• Extrait source
:::

15.              Les conférences préparatoires entre avocats, parties ou experts en vue d'écourter l'enquête et de fournir des aveux sur des points particuliers.

16.              Les conférences avec les témoins et spécialement les experts avant et pendant le procès.

17.              La réunion de plusieurs causes présentant des aspects particuliers, chacune d'elle devant toutefois être traitée séparément en regard de l'honoraire supplémentaire ou spécial demandé.

18.              L'existence de multiples recours dont l'exercice ou l'abandon peuvent résulter du jugement définitif dans la cause préparée, entendue, plaidée et décidée.

19.              Le nombre de parties au litige, le fait que plusieurs défendeurs plaident séparément ou non des moyens similaires et répercussions.

20.              L'insuffisance manifeste des honoraires tarifiés en regard de l'ensemble de la cause, de ses incidents, circonstances et répercussions.

21.              Sous le nouveau tarif, le montant en litige est presque négligeable, alors qu'il conserve son poids dans les causes commencées avant le premier février 1975, le tarif de cette époque étant qualifié d'inadéquat et d'insuffisant dans bon nombre de décisions.

:::

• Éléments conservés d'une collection
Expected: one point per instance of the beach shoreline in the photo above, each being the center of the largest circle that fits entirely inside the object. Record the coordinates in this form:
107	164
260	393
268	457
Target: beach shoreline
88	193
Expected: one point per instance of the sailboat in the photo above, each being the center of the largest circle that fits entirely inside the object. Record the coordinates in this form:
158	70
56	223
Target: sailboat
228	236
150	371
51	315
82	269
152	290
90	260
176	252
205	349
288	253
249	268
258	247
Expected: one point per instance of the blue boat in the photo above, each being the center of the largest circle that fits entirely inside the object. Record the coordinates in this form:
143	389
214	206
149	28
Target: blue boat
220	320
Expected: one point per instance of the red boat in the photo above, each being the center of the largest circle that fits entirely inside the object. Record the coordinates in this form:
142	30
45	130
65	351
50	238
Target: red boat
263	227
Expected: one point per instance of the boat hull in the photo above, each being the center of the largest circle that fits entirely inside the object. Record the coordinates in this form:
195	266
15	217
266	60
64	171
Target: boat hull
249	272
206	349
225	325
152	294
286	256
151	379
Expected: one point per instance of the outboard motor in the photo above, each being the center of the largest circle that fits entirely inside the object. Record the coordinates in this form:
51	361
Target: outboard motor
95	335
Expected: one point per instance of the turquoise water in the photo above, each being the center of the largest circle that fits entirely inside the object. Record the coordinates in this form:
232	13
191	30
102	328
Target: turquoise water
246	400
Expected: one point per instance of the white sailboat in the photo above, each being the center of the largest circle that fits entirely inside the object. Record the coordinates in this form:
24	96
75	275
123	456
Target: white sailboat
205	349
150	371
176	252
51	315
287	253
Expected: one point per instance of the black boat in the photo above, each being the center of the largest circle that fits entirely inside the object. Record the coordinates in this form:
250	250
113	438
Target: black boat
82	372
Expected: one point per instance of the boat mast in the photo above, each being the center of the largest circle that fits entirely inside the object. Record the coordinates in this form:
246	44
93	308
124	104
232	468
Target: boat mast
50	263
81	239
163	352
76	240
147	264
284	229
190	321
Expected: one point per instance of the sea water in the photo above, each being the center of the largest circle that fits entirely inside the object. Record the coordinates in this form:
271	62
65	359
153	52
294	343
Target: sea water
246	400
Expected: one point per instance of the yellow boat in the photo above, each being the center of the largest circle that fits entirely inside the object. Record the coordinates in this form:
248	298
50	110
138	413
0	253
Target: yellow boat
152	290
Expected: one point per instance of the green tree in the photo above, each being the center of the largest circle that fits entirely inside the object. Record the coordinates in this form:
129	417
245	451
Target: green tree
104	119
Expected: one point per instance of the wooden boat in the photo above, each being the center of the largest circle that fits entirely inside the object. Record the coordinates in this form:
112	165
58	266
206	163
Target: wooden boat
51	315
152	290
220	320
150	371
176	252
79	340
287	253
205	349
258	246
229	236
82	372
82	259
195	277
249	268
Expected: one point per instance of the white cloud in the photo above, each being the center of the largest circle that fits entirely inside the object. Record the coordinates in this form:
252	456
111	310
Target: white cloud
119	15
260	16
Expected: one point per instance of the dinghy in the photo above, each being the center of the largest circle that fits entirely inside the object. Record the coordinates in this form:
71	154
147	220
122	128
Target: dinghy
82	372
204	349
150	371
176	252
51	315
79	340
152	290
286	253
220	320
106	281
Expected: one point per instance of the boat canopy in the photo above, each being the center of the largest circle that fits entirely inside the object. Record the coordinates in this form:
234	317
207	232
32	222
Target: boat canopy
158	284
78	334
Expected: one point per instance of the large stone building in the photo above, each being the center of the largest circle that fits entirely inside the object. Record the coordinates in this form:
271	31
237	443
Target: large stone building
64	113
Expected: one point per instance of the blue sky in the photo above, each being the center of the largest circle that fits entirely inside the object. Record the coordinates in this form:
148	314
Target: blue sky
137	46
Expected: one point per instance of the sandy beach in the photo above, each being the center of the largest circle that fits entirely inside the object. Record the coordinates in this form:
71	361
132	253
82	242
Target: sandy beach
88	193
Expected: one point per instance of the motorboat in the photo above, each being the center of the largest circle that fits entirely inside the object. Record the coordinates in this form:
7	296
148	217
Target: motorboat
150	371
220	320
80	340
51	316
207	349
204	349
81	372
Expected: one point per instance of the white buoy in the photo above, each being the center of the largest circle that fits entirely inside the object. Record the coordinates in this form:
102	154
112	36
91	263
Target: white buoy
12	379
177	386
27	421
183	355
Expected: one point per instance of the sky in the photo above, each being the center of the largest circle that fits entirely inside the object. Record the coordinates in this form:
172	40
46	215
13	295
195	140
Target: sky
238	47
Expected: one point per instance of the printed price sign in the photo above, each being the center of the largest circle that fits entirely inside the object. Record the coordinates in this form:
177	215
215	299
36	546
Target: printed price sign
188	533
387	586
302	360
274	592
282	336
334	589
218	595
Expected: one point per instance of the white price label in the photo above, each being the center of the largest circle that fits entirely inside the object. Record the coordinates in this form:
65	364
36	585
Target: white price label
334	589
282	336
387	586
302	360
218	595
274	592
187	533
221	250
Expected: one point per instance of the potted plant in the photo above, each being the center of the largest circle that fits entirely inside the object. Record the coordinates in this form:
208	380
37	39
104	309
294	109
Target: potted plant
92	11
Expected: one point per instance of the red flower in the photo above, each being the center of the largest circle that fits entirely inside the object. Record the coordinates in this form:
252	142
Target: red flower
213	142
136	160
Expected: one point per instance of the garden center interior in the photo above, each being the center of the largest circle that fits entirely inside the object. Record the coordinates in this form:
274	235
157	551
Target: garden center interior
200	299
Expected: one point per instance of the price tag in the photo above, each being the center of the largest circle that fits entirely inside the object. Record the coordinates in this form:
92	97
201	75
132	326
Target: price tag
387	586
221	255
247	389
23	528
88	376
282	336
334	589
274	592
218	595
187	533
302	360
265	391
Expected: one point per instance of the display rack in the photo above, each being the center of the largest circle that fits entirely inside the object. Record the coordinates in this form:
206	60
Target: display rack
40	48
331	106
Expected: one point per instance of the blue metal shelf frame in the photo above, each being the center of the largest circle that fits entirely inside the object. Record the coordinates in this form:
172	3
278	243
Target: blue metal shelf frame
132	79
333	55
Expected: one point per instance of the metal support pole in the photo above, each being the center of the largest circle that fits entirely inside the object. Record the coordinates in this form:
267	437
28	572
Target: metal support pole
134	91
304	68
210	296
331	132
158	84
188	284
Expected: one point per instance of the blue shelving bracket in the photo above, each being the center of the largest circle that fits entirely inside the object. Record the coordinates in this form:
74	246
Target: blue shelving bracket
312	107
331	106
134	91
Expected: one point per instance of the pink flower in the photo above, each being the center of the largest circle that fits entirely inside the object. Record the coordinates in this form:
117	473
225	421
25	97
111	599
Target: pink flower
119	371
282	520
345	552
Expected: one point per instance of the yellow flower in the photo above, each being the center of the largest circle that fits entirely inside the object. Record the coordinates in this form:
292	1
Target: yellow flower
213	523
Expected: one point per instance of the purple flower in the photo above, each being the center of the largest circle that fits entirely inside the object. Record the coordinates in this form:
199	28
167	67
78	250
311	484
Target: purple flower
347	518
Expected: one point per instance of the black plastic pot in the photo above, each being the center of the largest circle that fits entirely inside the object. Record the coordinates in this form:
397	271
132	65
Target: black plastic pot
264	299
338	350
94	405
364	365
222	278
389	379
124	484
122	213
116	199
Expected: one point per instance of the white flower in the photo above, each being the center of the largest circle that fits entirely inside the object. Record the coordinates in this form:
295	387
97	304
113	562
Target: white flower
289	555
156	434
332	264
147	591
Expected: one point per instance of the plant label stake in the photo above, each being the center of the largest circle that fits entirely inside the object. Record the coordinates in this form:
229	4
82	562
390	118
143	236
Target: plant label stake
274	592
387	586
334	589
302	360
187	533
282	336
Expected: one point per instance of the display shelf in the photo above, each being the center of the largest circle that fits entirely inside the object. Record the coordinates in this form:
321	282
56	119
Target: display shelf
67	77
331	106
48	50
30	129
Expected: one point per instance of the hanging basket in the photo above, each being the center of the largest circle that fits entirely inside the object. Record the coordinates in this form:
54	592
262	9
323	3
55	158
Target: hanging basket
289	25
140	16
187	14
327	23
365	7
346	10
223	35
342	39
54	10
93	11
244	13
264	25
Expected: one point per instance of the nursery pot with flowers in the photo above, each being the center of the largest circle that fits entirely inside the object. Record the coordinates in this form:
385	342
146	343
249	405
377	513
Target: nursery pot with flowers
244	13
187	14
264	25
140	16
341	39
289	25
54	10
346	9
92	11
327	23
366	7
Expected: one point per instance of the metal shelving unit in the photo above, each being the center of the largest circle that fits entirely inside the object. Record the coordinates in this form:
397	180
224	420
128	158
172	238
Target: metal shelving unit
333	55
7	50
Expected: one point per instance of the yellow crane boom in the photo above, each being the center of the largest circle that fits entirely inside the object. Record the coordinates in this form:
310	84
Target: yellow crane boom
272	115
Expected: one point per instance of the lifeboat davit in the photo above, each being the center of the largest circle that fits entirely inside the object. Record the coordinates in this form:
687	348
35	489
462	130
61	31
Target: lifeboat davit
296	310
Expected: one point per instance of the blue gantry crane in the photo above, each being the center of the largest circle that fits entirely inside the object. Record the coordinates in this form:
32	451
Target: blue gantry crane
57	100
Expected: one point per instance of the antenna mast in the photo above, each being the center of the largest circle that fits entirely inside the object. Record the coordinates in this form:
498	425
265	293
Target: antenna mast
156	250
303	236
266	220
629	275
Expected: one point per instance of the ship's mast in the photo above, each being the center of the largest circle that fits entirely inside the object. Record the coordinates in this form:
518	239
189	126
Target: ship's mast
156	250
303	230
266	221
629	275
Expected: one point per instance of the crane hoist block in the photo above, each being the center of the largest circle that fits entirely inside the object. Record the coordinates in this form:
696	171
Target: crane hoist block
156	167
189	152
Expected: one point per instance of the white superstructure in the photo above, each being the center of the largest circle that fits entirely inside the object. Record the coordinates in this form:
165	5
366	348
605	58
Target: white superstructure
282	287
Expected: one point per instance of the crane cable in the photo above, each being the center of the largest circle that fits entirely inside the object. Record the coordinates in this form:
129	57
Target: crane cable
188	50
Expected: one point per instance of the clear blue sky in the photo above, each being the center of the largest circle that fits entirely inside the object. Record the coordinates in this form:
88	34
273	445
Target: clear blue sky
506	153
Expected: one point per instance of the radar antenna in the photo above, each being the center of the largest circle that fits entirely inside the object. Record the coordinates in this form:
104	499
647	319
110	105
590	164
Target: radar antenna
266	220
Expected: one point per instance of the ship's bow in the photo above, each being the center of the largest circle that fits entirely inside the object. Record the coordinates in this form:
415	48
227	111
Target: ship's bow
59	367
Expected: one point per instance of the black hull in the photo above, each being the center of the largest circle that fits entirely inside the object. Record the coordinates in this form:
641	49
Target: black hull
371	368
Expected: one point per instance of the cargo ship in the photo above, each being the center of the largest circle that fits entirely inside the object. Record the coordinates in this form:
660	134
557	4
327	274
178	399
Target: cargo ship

:::

• Consigne A
Recopiez mot pour mot l'intégralité de l'extrait sur les honoraires.
• Consigne B
Repérez dans les lignes ci-dessus toutes celles qui contiennent la chaîne « support » et recopiez-les. La casse compte.

• Réponse attendue A
15.              Les conférences préparatoires entre avocats, parties ou experts en vue d'écourter l'enquête et de fournir des aveux sur des points particuliers.

16.              Les conférences avec les témoins et spécialement les experts avant et pendant le procès.

17.              La réunion de plusieurs causes présentant des aspects particuliers, chacune d'elle devant toutefois être traitée séparément en regard de l'honoraire supplémentaire ou spécial demandé.

18.              L'existence de multiples recours dont l'exercice ou l'abandon peuvent résulter du jugement définitif dans la cause préparée, entendue, plaidée et décidée.

19.              Le nombre de parties au litige, le fait que plusieurs défendeurs plaident séparément ou non des moyens similaires et répercussions.

20.              L'insuffisance manifeste des honoraires tarifiés en regard de l'ensemble de la cause, de ses incidents, circonstances et répercussions.

21.              Sous le nouveau tarif, le montant en litige est presque négligeable, alors qu'il conserve son poids dans les causes commencées avant le premier février 1975, le tarif de cette époque étant qualifié d'inadéquat et d'insuffisant dans bon nombre de décisions.

• Réponse attendue B
Expected: one point per instance of the metal support pole in the photo above, each being the center of the largest circle that fits entirely inside the object. Record the coordinates in this form:
Target: metal support pole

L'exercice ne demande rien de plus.